# Information given
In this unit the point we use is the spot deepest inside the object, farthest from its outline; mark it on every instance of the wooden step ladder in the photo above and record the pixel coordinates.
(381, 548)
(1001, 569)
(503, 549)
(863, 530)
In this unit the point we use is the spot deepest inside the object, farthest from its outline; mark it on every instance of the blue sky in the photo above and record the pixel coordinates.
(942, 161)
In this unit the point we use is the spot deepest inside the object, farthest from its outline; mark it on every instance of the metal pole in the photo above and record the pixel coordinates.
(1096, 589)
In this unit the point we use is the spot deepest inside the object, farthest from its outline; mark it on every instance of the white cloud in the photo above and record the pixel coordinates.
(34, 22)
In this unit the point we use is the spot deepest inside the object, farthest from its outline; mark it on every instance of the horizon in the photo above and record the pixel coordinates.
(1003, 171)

# The request
Rewrite the stretch from the line containing "of the blue" through the end of the items, replacing "metal pole" with "steel pole" and leaving everything else unchanged.

# Answer
In this unit the point we use is the spot deepest inside the object, farthest from its outline; mark it on every instance of the blue sky in the photo above and record the pixel coordinates.
(942, 161)
In this unit the point we use is the spot deepest inside the object, farthest from its outline; mark it on every instance of the steel pole in the photo above and record the pixel coordinates.
(1096, 589)
In this unit the point we use is the spot deepest inside the object, farthest from its outline; mark it on every instance of the white cloud in the photo above and record the pixel coordinates.
(34, 22)
In this unit the point we use is the spot deepest inside the object, farthest from its outline; mark it on every instance of the horizon in the photo above and record the pixel coordinates.
(1003, 171)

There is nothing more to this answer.